# PASSAGE TO READ
- Opening Delimiter -

Friday, 19 November, 1999, 09:05 GMT
Trusts 'ignoring' depression advice
Post-natal depression can affect the entire family

Hospital trusts in Scotland are being criticised for ignoring the misery inflicted on whole families by post-natal depression.

A report by the Royal College of Nursing says only one trust out of 28 is implementing proper procedures to ensure new mothers get the help they need.

The RCN describes post-natal depression as a complex and distressing problem which can affect the baby, the father and other children as well as the mother.

The RCN wants trusts to adopt the guidelines
Its survey shows only one trust, Fife Primary Care Trust, was complying with Department of Health guidelines issued earlier this year.

These advocated setting up an integrated system of care which would ensure help for the woman up to a year after birth.

The report's author, Jim Marr, said: "Some of the trusts seem not to have got their act together quickly enough following the recommendations from the government.

- Closing Delimiter -

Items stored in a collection
- Opening Delimiter -

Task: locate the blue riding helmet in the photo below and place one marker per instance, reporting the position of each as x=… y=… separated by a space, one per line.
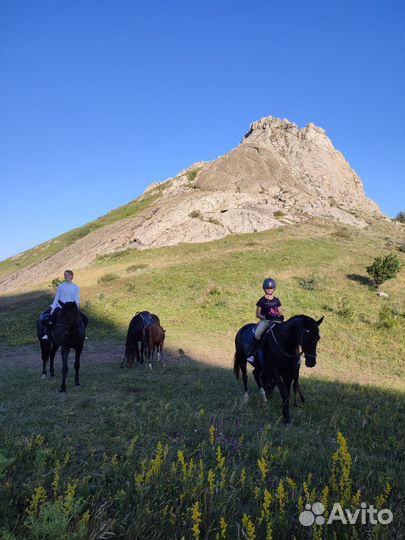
x=269 y=283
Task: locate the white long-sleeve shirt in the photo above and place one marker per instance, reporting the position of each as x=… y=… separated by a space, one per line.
x=67 y=292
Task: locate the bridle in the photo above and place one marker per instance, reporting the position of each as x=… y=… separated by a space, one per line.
x=297 y=356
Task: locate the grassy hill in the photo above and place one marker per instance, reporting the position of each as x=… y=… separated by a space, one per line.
x=132 y=453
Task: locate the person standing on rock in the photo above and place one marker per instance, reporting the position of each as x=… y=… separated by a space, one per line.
x=67 y=291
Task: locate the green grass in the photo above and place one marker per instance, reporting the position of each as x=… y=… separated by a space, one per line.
x=47 y=249
x=110 y=430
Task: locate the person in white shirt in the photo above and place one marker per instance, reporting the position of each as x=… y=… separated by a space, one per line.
x=66 y=292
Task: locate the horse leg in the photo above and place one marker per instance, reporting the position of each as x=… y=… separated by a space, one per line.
x=257 y=375
x=152 y=354
x=297 y=390
x=285 y=396
x=54 y=348
x=44 y=355
x=160 y=354
x=242 y=365
x=65 y=354
x=78 y=352
x=269 y=387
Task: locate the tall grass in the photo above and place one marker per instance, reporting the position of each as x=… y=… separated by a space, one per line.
x=174 y=453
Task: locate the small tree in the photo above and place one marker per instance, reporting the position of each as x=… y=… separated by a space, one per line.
x=383 y=268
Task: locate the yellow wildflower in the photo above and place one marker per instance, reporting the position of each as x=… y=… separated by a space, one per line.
x=249 y=527
x=196 y=518
x=85 y=518
x=267 y=500
x=211 y=481
x=224 y=527
x=69 y=498
x=281 y=495
x=212 y=431
x=38 y=498
x=263 y=466
x=56 y=480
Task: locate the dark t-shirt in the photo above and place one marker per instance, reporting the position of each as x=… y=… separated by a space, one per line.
x=269 y=307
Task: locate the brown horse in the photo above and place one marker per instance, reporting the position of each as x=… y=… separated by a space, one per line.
x=153 y=337
x=140 y=320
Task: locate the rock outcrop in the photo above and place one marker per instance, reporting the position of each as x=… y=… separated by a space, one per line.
x=278 y=174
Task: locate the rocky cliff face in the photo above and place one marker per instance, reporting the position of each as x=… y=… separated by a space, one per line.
x=278 y=174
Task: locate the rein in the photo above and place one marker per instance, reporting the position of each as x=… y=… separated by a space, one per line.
x=278 y=345
x=290 y=355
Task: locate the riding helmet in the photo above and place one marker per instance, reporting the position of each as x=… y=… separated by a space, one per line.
x=269 y=283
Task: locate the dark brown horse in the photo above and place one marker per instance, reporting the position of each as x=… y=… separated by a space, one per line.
x=153 y=337
x=140 y=320
x=281 y=356
x=48 y=349
x=67 y=332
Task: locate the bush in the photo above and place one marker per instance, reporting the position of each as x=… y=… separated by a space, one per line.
x=383 y=268
x=135 y=267
x=309 y=283
x=386 y=318
x=105 y=278
x=345 y=309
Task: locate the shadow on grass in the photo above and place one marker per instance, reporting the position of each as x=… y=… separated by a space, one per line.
x=176 y=406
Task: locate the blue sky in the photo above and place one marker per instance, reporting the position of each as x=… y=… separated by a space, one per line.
x=99 y=98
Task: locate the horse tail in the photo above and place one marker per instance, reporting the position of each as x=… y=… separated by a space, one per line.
x=236 y=358
x=236 y=366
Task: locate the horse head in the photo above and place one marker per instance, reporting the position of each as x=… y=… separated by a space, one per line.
x=309 y=339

- Closing Delimiter -

# TASKS TO PERFORM
• 1. Please reproduce the part of the post-natal depression article between "The RCN describes" and "earlier this year.", inclusive.
• 2. According to the post-natal depression article, which trust was complying with the Department of Health guidelines?
• 3. Pick up the article on post-natal depression in Scotland after its last sentence and continue it.

# RESPONSES BY TASK
• 1.
The RCN describes post-natal depression as a complex and distressing problem which can affect the baby, the father and other children as well as the mother.

The RCN wants trusts to adopt the guidelines
Its survey shows only one trust, Fife Primary Care Trust, was complying with Department of Health guidelines issued earlier this year.

• 2. Fife Primary Care Trust

• 3.
"Post-natal depression can affect 100 to 150 women per thousand births every year in Scotland - that's potentially up to 6,000 women.

"There's still an expectation in our society that the birth of a baby is a joyous event and everything is rosy. For some women, that is not the reality.

"There needs to be an acknowledgement that post-natal depression is a real problem for women in Scotland so that women don't feel embarrassed to say they are depressed.

"Many worry that an admission of depression will lead to the baby being taken away from them."

The RCN is calling for all trusts to adopt the guidelines and offer each mother-to-be a trained health care professional who can provide support.

It wants trusts to acknowledge that in a high number of cases domestic violence begins during pregnancy.

The college also says childbirth education classes should focus on preparation for parenthood and relationship issues and not just the physical aspects of labour and delivery.